## [OBJECTIVE 1]
Using the practice note on fiduciary duties below, decide whether each statement agrees with it: (a) common law provides a comprehensive list of the relationships that create fiduciary duties; (b) the relationship between solicitor and client is automatically fiduciary; (c) section 1 of the Trustee Act 2000 imposes the statutory duty of skill and care on trustees. Answer yes or no for each, quoting the words from the note that decide it.
## [OBJECTIVE 2]
According to the practice note on fiduciary duties below, which act codifies the relationship between company directors and the company?

## [READING TEXT]
Fiduciary Duties
Produced in partnership with Keith Bruce-Smith and Oliver Bishop of Sinclair Gibson LLP

The following Commercial practice note produced in partnership with Keith Bruce-Smith and Oliver Bishop of Sinclair Gibson LLP provides comprehensive and up to date legal information covering:

  • Fiduciary Duties
  • Who is a fiduciary?
  • The duties of a fiduciary
  • No conflict
  • No profit
  • Duty of confidentiality
  • Remedies for breach of fiduciary duty

Fiduciary Duties

Who is a fiduciary?

There is no comprehensive list of the relationships which give rise to the existence of fiduciary duties under common law. Some relationships are automatically fiduciary, eg those between trustee and beneficiary, solicitor and client, principal and agent, business partner and co-partners, mortgagor and mortgagee.

The duties of some fiduciaries have been codified, for example, the statutory duty of skill and care which is imposed upon trustees by section 1 of the Trustee Act 2000 (TrA 2000) and the relationship between company directors and the company under the Companies Act 2006. For information in relation to the fiduciary duties of directors, see Practice Note: Fiduciary duties of directors.

## [DATASET EXTRACT]
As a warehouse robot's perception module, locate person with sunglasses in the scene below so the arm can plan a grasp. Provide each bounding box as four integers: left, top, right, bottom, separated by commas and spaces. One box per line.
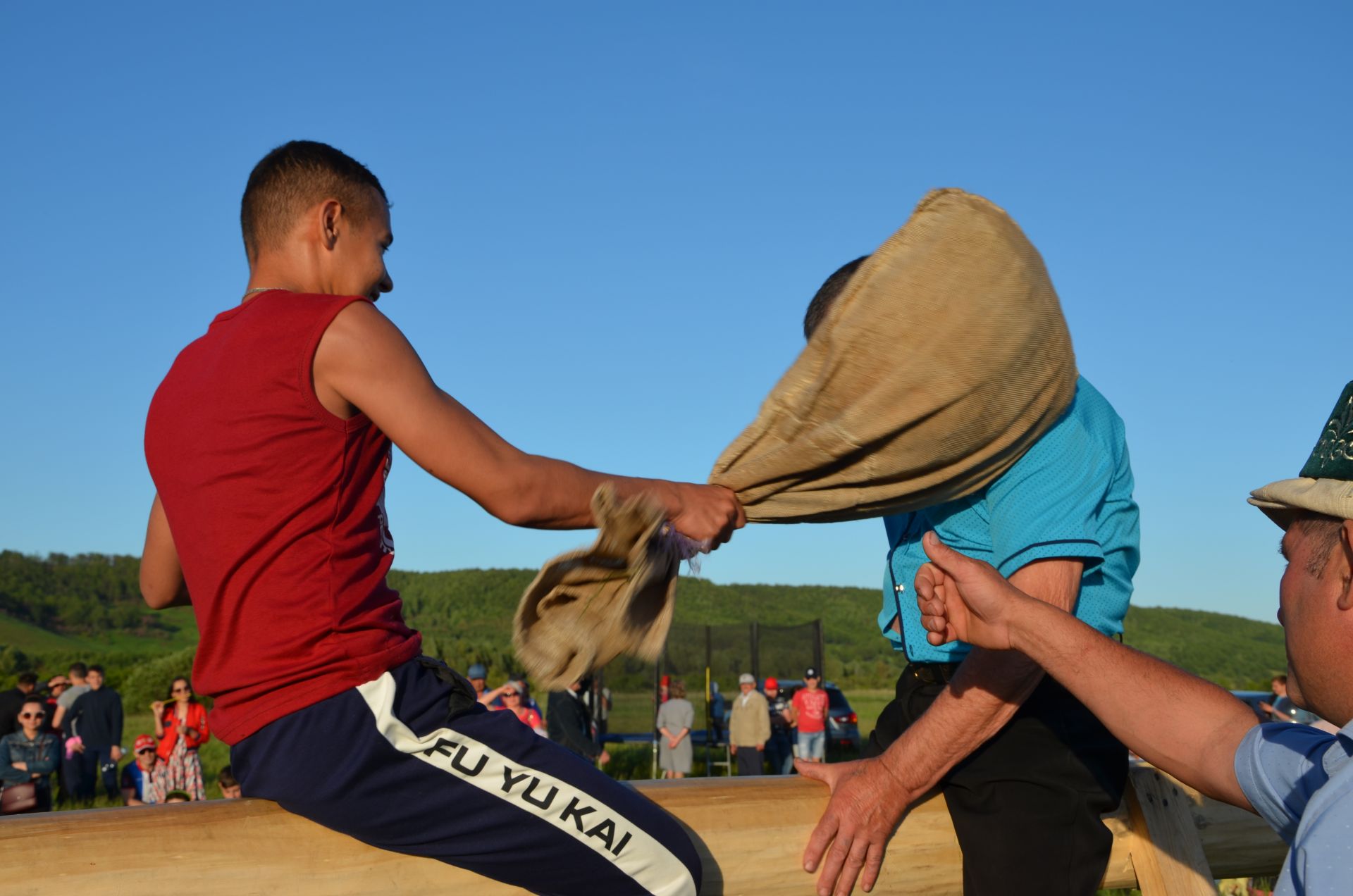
150, 678, 211, 800
0, 695, 59, 812
122, 733, 169, 805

## [WRITTEN REPLY 1]
(a) No: "There is no comprehensive list of the relationships which give rise to the existence of fiduciary duties under common law."
(b) Yes: "Some relationships are automatically fiduciary, eg those between trustee and beneficiary, solicitor and client"
(c) Yes: "the statutory duty of skill and care which is imposed upon trustees by section 1 of the Trustee Act 2000"

## [WRITTEN REPLY 2]
The Companies Act 2006.